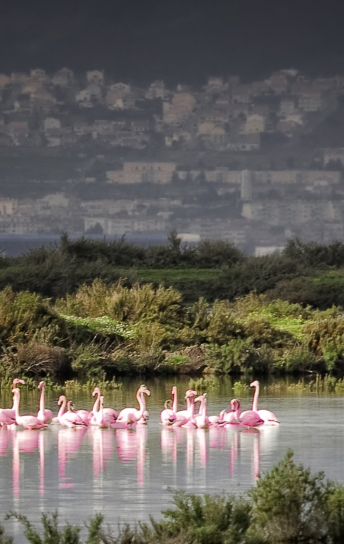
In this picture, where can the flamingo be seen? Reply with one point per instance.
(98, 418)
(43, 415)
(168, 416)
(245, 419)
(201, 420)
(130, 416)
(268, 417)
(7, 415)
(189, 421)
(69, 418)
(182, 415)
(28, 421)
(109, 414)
-*-
> Exercise brief: Rewrite all the material with "wading bird" substituted for "flamingo", leaving every other part unchanged and the pictures out.

> Response below:
In this picture, where can the wading bird be seen? Reply with one point per instance.
(98, 418)
(43, 415)
(168, 416)
(245, 419)
(201, 420)
(130, 416)
(268, 417)
(7, 415)
(189, 421)
(69, 418)
(182, 415)
(28, 421)
(109, 414)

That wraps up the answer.